▶ _What to produce_:
How many lines of the records below contain the word "building"? Reply with the number alone.

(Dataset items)
•••

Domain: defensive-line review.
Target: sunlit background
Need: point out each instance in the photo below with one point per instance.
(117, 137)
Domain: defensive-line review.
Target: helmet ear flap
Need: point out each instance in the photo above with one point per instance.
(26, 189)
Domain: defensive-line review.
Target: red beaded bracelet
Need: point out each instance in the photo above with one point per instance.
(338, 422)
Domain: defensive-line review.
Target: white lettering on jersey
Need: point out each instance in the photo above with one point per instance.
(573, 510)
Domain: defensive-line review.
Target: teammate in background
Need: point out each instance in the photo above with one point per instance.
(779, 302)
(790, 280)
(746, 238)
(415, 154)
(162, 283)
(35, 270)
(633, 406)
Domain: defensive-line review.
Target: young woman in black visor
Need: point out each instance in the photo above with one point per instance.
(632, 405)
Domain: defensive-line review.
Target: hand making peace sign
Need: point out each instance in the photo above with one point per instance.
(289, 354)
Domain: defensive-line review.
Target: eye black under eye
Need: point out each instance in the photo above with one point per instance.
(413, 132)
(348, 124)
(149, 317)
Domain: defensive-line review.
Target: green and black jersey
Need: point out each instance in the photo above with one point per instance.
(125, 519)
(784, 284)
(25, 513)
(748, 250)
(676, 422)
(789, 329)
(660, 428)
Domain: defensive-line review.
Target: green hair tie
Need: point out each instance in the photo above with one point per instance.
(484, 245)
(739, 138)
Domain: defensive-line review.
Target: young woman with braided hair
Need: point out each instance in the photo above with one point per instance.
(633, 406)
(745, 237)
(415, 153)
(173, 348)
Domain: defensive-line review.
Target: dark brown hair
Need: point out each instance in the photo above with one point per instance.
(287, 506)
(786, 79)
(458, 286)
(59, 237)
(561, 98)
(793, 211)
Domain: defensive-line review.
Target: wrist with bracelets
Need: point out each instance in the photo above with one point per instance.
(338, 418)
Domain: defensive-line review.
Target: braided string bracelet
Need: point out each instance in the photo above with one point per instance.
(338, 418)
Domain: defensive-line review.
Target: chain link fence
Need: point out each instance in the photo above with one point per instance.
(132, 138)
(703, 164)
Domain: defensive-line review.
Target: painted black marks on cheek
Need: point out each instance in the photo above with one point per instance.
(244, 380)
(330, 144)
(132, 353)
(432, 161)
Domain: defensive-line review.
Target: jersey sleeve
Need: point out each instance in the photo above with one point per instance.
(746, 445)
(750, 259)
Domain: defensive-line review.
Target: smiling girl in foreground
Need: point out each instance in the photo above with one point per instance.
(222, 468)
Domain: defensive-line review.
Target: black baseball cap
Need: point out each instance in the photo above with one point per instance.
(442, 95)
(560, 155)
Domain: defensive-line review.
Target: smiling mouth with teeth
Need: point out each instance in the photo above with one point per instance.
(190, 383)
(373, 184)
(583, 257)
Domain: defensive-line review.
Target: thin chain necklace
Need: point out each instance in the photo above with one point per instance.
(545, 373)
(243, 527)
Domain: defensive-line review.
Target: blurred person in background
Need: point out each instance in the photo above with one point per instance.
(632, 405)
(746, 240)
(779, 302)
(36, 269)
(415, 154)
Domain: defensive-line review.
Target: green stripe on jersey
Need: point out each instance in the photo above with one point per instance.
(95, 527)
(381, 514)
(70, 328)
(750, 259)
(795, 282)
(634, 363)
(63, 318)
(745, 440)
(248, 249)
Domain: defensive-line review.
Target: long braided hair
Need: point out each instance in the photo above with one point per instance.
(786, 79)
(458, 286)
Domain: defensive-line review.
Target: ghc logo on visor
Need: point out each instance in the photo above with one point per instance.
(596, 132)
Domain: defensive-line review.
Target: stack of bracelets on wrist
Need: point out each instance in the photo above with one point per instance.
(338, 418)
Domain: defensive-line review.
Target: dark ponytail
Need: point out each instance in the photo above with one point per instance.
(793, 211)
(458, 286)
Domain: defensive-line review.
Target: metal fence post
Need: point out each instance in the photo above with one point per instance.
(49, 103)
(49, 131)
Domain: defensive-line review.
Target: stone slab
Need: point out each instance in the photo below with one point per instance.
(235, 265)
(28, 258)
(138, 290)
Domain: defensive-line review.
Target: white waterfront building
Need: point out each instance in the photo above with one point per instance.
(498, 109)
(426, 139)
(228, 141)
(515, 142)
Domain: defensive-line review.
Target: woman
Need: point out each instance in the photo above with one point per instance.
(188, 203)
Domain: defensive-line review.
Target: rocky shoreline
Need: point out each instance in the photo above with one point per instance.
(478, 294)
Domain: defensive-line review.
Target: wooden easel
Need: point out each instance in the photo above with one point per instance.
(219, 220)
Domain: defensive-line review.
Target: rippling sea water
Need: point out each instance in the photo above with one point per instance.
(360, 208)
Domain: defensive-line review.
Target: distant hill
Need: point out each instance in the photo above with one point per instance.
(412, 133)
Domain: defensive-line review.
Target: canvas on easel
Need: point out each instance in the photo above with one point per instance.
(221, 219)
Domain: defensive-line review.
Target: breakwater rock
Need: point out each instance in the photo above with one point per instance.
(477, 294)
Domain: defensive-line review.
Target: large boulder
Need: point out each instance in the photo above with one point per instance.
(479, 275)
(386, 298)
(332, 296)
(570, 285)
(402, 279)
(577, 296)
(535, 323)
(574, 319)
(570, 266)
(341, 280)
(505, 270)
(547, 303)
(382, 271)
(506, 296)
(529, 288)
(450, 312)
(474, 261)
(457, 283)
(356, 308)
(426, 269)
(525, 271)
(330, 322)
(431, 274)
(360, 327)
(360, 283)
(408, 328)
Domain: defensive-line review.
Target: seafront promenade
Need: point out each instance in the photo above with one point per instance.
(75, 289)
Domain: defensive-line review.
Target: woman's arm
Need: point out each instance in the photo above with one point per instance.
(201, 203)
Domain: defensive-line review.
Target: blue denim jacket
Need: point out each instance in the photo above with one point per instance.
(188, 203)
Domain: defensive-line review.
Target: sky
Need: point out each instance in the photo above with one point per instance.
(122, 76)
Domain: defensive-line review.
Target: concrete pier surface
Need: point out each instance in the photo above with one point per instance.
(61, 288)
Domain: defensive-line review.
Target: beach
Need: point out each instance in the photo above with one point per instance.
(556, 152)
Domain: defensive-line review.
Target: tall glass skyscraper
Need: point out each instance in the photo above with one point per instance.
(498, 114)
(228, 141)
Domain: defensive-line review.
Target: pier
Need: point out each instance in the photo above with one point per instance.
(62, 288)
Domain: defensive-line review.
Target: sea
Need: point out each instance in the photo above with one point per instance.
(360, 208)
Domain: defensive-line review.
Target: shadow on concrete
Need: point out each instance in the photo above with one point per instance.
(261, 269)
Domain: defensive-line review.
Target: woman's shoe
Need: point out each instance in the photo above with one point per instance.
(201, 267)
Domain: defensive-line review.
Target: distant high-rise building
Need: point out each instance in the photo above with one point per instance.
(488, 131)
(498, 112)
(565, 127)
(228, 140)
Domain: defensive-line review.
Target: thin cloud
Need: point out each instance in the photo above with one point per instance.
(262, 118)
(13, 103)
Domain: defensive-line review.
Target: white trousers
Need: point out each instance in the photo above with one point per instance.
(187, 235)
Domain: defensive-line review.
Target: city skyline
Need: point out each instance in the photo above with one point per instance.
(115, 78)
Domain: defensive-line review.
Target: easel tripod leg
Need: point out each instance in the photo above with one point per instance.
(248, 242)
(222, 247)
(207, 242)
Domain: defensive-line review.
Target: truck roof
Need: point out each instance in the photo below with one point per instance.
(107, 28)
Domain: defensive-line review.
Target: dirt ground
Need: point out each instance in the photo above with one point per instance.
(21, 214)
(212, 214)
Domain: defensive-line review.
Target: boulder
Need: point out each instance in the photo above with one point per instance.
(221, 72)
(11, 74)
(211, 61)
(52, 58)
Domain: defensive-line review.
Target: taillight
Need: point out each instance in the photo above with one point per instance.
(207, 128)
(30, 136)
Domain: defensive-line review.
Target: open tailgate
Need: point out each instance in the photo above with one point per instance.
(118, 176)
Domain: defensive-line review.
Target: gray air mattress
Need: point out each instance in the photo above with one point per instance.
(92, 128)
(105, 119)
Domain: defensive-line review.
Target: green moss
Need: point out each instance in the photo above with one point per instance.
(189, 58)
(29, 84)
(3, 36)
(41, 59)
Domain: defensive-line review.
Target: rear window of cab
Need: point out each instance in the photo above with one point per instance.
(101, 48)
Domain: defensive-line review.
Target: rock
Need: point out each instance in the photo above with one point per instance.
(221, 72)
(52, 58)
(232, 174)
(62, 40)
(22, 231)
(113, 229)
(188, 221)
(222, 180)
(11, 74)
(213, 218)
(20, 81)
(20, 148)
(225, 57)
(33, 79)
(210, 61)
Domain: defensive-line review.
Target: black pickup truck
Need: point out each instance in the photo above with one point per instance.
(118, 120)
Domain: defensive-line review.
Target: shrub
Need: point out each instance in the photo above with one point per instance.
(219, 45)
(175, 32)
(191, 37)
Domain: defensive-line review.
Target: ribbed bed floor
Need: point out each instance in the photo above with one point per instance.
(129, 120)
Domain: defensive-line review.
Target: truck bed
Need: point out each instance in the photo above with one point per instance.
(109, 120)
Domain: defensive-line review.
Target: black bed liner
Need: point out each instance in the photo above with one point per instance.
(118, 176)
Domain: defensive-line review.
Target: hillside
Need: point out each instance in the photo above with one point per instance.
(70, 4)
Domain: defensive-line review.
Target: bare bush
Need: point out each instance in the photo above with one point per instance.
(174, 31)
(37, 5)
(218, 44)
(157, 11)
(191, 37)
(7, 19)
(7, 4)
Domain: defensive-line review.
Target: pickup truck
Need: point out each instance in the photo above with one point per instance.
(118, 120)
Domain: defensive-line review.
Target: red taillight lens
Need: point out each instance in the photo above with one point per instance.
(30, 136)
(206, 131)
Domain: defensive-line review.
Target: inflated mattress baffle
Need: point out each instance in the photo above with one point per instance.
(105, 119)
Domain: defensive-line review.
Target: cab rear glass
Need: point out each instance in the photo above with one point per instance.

•••

▶ _Task response_:
2